*REQUEST*.
List every line in the records below that contains the word "tall", matching its case exactly.

*DATA PROVIDED*.
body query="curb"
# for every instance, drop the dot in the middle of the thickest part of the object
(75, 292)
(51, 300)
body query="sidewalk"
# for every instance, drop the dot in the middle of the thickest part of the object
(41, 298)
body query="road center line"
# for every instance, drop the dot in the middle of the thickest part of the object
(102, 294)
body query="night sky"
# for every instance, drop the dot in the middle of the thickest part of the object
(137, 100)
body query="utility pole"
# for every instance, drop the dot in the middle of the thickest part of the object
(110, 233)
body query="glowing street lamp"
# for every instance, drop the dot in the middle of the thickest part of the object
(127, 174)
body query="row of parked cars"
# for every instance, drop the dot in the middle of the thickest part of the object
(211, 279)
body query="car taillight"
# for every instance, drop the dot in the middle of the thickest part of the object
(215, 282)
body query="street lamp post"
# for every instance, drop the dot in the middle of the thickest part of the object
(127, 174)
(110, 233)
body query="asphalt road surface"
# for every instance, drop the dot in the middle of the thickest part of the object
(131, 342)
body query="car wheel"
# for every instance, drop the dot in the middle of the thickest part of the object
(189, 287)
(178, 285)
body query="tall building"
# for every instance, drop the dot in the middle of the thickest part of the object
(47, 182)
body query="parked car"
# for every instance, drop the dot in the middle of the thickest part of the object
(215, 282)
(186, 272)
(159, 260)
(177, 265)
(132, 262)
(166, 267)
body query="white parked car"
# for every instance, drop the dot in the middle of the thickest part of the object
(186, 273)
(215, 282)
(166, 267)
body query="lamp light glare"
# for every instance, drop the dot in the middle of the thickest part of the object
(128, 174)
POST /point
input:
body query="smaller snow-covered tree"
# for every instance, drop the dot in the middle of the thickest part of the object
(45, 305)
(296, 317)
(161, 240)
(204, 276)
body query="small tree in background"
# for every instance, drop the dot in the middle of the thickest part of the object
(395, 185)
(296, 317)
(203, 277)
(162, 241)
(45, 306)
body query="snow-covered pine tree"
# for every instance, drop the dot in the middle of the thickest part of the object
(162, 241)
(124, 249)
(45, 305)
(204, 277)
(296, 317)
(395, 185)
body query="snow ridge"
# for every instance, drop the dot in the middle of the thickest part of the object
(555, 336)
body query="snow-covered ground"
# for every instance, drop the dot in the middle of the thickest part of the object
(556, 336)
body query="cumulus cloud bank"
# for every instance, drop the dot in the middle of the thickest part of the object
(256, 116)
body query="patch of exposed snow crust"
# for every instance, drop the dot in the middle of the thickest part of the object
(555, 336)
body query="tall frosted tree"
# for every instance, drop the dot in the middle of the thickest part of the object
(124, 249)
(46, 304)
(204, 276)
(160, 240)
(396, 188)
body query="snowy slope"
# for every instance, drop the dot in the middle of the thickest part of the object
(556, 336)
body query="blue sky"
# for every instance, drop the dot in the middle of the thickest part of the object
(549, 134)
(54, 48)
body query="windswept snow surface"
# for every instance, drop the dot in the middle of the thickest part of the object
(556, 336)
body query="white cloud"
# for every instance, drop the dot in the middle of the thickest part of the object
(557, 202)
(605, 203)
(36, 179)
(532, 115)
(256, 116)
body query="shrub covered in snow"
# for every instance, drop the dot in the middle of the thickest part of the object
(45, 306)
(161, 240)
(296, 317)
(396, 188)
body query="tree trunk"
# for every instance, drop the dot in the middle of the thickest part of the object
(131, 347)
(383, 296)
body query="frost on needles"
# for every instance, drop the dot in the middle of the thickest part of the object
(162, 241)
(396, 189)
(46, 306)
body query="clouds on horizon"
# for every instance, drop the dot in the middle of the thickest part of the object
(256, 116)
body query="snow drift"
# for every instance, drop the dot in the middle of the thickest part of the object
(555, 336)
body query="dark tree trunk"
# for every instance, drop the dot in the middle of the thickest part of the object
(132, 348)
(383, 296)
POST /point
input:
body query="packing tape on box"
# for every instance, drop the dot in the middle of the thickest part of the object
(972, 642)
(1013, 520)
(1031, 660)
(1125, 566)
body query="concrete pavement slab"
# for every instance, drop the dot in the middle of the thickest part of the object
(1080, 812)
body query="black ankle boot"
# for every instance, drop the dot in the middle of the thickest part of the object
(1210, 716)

*FULL RESPONSE*.
body query="tall building"
body query="tall frosted tree"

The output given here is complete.